*Data for processing*.

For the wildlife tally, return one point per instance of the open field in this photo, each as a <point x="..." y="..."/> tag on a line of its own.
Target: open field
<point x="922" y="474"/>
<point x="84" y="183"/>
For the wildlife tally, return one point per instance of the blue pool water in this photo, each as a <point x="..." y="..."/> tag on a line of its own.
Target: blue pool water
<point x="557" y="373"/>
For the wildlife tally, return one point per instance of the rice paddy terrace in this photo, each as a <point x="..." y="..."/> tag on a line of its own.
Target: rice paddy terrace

*What is needed*. Recast the listing above as a JSON array of strings, one string per line and no entries for blank lines.

*The solution*.
[
  "For the wildlife tally, return one point per instance of the open field in this photo, each as a <point x=\"...\" y=\"...\"/> tag on a line of its own.",
  "Target: open field",
  "<point x=\"922\" y=\"474\"/>",
  "<point x=\"84\" y=\"183\"/>",
  "For the wildlife tally, return one point per instance of the blue pool water in this photo, each as a <point x=\"...\" y=\"...\"/> tag on a line of its own.",
  "Target: blue pool water",
  "<point x=\"557\" y=\"373\"/>",
  "For the wildlife tally, return one point per instance of the rice paddy terrace in this photo, each as a <point x=\"...\" y=\"...\"/> tag on a line of its own.",
  "Target: rice paddy terrace"
]